DATASET RECORDS >>
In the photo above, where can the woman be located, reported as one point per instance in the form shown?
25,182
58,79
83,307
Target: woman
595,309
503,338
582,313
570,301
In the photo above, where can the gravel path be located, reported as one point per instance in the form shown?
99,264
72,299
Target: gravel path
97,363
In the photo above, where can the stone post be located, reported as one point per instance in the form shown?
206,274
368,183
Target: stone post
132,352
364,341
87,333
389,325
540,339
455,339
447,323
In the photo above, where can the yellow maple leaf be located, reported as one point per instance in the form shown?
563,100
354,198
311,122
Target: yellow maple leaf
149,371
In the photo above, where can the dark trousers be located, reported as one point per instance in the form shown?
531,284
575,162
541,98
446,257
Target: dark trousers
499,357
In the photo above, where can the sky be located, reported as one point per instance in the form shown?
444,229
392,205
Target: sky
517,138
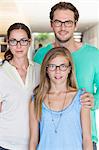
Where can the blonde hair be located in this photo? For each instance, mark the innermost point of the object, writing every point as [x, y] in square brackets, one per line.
[43, 88]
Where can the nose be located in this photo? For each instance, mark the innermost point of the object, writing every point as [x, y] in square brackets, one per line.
[63, 26]
[18, 44]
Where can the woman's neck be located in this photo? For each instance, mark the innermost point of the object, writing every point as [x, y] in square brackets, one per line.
[20, 62]
[71, 45]
[57, 88]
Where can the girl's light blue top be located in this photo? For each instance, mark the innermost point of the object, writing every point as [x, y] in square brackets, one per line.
[69, 132]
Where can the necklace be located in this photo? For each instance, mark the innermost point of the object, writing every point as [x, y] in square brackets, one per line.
[56, 124]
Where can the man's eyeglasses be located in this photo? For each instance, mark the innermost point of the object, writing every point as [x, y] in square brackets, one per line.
[67, 23]
[53, 67]
[14, 42]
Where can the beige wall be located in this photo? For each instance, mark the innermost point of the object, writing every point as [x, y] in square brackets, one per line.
[91, 36]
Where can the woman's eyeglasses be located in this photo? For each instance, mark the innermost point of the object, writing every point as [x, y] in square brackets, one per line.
[14, 42]
[53, 67]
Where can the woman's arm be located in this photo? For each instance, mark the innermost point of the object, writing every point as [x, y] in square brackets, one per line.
[0, 106]
[87, 100]
[34, 130]
[86, 129]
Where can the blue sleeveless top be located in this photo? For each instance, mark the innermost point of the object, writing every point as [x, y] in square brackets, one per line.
[68, 135]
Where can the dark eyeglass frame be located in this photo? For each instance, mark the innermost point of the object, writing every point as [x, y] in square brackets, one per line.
[67, 23]
[62, 67]
[14, 42]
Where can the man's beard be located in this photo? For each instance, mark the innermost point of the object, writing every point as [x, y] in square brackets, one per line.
[62, 41]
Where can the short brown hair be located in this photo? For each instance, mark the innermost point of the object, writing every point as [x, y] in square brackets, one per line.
[64, 6]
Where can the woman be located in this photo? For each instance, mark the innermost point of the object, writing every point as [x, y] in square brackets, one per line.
[57, 120]
[17, 80]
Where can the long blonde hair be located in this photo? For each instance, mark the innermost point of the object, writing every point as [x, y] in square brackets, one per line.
[43, 88]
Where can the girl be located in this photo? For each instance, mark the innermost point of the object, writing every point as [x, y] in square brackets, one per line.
[57, 121]
[17, 80]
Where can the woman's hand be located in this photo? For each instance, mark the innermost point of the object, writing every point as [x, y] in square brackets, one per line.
[87, 100]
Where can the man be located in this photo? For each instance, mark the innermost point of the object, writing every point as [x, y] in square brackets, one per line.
[64, 18]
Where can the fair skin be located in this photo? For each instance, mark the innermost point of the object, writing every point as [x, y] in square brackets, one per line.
[64, 37]
[56, 96]
[20, 60]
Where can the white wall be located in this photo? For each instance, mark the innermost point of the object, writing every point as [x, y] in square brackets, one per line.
[91, 36]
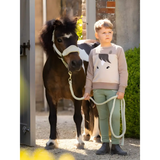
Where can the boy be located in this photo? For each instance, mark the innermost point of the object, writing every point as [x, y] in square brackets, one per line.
[107, 75]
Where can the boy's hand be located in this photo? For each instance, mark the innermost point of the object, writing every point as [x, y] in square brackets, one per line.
[86, 96]
[120, 95]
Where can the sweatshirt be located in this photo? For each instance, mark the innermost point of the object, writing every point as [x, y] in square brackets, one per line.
[107, 69]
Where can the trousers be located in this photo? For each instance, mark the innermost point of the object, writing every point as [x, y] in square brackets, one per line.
[101, 95]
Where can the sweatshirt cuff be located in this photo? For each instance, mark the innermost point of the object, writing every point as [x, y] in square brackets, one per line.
[121, 89]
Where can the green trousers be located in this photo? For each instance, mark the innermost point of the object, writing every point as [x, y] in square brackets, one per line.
[101, 95]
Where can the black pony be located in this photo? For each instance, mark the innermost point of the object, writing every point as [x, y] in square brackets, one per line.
[59, 40]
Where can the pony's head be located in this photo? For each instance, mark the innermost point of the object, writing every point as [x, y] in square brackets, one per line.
[59, 36]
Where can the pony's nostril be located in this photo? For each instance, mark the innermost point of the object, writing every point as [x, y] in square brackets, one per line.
[73, 64]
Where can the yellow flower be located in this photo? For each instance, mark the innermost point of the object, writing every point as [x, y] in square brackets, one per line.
[42, 154]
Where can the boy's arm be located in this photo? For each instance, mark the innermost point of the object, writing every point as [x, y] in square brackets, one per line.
[123, 73]
[89, 77]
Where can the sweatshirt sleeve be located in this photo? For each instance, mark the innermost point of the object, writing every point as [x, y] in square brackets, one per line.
[123, 73]
[90, 74]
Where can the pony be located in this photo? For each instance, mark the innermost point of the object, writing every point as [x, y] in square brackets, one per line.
[58, 39]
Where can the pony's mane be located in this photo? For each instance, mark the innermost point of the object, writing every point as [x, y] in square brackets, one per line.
[64, 25]
[69, 25]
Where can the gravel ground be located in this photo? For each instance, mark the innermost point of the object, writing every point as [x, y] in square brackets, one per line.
[66, 140]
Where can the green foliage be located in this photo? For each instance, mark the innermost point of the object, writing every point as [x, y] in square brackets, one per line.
[134, 93]
[79, 28]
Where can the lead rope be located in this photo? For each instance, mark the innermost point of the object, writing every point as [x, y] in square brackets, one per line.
[110, 118]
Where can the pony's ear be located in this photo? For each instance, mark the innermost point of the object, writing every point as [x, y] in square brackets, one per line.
[57, 23]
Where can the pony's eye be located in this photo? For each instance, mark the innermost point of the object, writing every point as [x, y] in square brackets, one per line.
[59, 40]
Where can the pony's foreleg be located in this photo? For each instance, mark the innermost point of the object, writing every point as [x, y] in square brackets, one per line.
[86, 133]
[77, 117]
[52, 143]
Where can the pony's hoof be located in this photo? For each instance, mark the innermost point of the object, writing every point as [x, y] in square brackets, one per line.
[50, 146]
[86, 137]
[97, 139]
[80, 146]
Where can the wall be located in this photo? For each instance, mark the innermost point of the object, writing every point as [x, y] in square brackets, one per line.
[128, 18]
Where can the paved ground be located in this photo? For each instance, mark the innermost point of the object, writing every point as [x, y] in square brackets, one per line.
[66, 140]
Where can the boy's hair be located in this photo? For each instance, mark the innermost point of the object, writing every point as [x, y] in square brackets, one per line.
[103, 23]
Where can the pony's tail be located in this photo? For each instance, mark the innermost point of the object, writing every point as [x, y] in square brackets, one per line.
[45, 36]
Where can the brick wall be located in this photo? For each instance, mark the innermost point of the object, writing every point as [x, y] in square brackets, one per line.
[101, 13]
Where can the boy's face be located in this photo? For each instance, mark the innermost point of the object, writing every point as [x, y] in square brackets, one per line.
[104, 35]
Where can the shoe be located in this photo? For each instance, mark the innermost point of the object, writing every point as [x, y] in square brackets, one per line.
[104, 149]
[116, 149]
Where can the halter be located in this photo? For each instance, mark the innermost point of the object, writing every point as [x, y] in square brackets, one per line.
[71, 48]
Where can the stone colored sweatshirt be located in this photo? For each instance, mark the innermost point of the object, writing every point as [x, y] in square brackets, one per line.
[107, 69]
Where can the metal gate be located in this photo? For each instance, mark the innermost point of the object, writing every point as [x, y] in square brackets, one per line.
[26, 72]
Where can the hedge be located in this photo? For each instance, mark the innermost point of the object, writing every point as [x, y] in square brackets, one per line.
[134, 93]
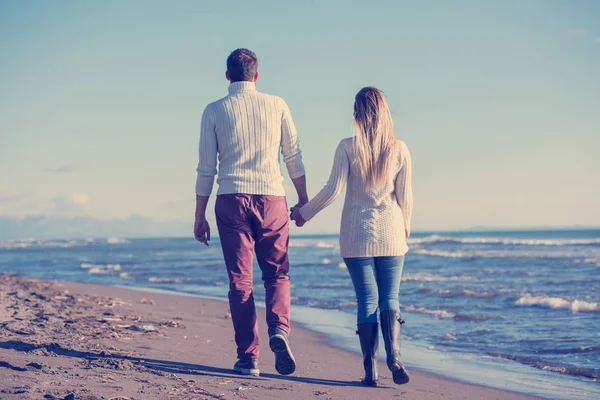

TASK OBJECTIVE >> Extract every line of the rows above that contains the string "gravel". Case counts, so match uppercase and lowercase letters exactly.

COMPLETED TASK >>
In the photo above, where can the gravel path be located, reported as one point per instance in the form shown?
Target: gravel path
Where can the gravel ground be located in this photo? For each instance, mark the innermost point of the object, writing every point as [x, y] in square brackets, one per line.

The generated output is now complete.